### What the task requires
Everything from the line holding "The resolver MUST return, for each instance of the grassy" through the last line below must be repeated exactly, and nothing else.

### Data provided
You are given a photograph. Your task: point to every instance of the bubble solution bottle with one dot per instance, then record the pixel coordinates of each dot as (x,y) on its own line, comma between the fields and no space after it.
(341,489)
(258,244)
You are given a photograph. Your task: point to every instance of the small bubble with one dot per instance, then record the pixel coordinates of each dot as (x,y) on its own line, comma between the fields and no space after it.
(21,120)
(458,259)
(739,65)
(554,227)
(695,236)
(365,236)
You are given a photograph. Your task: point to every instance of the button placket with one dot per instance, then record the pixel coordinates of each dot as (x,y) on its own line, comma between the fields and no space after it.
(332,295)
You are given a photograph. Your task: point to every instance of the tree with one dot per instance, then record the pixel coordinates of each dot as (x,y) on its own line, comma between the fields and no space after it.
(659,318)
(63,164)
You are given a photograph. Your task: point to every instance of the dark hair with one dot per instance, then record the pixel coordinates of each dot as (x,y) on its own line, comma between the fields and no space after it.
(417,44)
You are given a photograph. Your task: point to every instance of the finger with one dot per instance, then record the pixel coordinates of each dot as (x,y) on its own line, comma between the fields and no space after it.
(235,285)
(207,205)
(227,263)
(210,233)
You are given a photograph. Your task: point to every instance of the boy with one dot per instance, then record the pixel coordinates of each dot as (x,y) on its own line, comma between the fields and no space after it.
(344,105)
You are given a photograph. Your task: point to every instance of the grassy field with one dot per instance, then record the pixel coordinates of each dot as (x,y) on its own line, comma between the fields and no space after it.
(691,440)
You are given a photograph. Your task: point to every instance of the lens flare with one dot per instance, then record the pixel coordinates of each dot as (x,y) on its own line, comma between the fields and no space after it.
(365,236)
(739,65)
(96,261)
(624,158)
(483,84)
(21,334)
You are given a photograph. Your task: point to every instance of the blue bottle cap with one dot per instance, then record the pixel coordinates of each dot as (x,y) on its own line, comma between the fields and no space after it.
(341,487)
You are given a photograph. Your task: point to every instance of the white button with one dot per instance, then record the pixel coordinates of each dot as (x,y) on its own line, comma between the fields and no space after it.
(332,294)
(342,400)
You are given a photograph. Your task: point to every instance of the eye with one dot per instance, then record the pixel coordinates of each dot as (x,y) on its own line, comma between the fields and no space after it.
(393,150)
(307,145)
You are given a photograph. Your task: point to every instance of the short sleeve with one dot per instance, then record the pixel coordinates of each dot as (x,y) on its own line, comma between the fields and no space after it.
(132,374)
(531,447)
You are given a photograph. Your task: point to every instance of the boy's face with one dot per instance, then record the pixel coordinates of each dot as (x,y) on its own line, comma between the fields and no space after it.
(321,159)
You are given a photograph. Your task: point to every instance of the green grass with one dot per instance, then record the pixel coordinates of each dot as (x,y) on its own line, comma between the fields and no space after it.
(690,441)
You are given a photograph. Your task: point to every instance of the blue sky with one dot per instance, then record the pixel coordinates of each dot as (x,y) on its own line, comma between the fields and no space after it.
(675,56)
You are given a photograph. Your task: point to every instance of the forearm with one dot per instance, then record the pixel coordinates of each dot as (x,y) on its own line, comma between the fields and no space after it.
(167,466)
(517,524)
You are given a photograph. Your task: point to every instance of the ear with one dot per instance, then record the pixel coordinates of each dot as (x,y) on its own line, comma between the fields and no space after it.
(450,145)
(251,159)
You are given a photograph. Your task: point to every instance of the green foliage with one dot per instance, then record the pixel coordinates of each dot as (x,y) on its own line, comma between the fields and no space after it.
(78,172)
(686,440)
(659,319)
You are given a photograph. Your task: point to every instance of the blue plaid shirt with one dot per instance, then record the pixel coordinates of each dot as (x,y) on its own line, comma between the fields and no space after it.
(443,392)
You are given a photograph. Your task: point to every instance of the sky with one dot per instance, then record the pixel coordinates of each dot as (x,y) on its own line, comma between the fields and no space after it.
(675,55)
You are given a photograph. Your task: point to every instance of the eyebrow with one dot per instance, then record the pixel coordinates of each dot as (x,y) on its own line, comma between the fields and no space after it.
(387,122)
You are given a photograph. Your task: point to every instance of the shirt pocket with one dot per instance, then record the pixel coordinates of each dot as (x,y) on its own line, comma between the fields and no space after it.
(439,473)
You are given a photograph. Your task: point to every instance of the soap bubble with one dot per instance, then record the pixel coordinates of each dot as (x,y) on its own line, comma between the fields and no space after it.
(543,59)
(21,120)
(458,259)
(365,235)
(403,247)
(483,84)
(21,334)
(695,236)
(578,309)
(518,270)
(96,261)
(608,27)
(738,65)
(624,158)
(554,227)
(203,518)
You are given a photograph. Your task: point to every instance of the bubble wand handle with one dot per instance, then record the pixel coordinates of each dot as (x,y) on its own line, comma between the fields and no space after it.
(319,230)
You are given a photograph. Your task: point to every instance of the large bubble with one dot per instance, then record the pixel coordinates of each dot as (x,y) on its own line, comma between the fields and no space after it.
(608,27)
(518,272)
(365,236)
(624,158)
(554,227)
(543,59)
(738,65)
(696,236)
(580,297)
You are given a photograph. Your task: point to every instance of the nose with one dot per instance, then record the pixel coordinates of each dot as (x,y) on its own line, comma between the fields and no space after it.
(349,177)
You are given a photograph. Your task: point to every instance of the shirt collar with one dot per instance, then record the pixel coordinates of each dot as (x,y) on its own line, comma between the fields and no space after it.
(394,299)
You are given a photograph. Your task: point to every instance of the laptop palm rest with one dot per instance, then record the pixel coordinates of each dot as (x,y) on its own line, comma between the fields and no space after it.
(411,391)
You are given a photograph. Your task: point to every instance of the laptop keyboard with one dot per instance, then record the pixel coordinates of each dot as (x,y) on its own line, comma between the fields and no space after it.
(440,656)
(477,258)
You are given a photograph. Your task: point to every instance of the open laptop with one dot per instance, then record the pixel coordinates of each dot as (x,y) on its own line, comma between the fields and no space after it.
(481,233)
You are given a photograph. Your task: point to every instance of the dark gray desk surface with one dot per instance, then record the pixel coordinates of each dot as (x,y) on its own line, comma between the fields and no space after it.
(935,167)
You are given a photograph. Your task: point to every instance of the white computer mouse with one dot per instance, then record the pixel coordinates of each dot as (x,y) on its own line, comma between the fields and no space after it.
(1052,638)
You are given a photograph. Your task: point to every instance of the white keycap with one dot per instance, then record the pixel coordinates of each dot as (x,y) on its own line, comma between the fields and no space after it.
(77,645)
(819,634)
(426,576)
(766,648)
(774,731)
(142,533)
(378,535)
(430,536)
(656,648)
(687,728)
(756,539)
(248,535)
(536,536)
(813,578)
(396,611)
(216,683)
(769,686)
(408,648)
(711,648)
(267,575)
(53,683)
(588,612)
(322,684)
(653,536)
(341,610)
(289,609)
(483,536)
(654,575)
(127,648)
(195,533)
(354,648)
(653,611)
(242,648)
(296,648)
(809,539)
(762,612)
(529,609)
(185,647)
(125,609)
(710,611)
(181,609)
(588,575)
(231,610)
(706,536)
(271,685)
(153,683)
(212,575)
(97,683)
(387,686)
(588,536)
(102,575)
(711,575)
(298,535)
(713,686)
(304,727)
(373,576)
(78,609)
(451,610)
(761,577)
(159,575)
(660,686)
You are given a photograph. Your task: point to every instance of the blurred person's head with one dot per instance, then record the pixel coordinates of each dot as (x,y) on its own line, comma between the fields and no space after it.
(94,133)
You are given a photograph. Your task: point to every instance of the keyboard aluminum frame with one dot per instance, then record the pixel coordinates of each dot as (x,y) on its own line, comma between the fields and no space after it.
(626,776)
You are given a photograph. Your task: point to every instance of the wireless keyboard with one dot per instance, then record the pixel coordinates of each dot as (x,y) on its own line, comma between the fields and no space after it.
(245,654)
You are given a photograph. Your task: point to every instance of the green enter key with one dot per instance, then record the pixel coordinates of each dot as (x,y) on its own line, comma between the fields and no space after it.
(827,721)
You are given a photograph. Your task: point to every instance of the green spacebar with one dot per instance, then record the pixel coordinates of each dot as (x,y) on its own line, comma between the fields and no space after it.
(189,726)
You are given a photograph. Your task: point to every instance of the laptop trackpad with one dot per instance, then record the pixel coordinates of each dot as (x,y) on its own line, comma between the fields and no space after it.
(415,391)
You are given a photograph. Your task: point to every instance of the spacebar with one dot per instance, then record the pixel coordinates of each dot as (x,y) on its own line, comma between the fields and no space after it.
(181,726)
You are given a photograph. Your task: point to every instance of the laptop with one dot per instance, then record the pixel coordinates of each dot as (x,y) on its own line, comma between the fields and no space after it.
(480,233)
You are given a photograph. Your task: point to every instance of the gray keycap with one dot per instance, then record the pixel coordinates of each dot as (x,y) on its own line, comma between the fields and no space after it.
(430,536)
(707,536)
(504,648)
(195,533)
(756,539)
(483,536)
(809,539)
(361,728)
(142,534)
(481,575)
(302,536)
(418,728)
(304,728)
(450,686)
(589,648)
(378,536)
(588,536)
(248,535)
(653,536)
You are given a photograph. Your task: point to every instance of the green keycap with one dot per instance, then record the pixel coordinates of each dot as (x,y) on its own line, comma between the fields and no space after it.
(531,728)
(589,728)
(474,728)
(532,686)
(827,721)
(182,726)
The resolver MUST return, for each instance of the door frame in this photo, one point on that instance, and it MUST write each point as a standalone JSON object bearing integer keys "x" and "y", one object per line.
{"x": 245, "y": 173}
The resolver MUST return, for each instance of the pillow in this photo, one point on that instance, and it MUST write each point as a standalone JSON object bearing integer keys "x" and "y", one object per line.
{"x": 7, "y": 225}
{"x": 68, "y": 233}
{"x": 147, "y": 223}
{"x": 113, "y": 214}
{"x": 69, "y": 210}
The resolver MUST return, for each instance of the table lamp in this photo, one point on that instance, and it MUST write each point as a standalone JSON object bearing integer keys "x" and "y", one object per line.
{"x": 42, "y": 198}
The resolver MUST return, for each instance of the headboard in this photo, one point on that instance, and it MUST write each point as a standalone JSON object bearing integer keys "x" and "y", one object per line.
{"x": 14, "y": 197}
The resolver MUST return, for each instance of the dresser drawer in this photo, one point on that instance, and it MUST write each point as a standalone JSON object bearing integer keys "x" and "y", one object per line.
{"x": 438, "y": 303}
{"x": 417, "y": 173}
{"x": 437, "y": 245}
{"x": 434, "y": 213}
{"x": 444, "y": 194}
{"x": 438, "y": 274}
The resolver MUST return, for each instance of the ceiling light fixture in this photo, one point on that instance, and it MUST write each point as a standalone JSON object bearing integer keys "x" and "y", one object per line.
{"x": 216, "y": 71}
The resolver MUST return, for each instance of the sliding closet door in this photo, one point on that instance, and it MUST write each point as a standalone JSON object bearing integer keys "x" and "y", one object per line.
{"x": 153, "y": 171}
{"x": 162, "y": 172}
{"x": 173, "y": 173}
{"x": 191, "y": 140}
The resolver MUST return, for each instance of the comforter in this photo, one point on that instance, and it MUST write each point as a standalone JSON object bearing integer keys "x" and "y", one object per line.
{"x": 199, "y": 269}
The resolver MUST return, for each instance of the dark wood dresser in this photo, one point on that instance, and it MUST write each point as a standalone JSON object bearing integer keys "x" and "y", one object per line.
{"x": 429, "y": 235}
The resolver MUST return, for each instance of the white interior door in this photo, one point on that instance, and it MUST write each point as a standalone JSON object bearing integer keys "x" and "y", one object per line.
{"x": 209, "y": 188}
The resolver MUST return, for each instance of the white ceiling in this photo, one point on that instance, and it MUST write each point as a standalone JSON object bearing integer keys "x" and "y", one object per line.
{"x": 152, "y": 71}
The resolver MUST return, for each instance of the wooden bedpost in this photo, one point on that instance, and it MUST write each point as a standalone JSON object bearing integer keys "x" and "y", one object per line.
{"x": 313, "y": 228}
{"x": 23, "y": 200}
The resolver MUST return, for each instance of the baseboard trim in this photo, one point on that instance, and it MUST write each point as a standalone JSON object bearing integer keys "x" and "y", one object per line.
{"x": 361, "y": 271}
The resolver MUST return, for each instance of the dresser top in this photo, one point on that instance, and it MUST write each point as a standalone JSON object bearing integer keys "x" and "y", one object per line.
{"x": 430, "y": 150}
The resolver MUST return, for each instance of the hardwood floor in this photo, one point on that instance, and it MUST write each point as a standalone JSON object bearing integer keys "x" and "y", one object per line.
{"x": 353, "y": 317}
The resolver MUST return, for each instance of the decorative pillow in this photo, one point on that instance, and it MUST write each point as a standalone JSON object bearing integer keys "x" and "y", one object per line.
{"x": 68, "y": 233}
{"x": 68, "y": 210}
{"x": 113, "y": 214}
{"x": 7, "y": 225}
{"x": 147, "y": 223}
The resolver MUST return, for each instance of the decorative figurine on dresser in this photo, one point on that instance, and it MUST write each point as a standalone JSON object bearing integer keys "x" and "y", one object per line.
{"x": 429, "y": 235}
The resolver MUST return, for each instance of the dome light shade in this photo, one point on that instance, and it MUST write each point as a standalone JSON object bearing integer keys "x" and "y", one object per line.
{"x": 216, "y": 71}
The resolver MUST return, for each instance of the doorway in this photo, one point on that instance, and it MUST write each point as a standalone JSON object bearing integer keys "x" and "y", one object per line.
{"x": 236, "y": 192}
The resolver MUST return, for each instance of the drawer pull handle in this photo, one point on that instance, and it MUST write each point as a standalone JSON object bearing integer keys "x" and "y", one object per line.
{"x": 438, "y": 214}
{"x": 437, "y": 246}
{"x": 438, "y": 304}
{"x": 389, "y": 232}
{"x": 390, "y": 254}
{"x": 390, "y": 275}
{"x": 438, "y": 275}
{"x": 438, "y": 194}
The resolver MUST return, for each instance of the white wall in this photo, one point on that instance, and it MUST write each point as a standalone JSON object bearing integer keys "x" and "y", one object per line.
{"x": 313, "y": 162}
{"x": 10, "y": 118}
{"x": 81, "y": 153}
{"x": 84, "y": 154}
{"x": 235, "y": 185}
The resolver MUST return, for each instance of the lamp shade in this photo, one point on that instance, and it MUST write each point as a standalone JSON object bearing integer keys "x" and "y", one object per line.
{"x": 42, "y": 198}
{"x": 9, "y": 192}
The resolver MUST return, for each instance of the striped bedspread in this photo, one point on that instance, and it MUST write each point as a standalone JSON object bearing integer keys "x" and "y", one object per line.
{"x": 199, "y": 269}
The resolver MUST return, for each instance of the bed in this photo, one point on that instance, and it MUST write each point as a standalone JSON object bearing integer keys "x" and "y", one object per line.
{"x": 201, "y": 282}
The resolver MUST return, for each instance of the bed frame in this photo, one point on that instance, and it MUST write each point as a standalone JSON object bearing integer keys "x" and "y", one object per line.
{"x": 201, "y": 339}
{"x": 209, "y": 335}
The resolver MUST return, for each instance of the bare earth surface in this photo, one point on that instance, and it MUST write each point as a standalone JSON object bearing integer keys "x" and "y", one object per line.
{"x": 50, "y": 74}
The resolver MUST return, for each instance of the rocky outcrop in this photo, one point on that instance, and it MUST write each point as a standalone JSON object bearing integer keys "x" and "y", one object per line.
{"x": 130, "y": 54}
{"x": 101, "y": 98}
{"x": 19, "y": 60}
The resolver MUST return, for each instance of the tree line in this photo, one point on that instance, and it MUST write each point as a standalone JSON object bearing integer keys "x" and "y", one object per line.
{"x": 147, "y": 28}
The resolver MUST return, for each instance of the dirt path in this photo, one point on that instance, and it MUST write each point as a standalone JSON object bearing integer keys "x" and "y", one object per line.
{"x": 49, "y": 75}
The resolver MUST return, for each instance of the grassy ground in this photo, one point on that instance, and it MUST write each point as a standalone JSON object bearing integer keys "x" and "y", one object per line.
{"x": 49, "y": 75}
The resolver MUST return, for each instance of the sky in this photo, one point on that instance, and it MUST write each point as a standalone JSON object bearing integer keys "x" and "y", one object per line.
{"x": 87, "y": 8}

### Finished exercise
The resolver MUST return, for each instance of the grassy ground in this photo, one point on that instance, and it MUST write each point as a standalone JSON object bearing integer keys "x" and "y", one object per line.
{"x": 49, "y": 75}
The resolver MUST return, for each instance of the sky in this photo, one point on that instance, and it MUST write each point as a standalone JSON object bearing integer keys "x" and "y", one object per line.
{"x": 87, "y": 8}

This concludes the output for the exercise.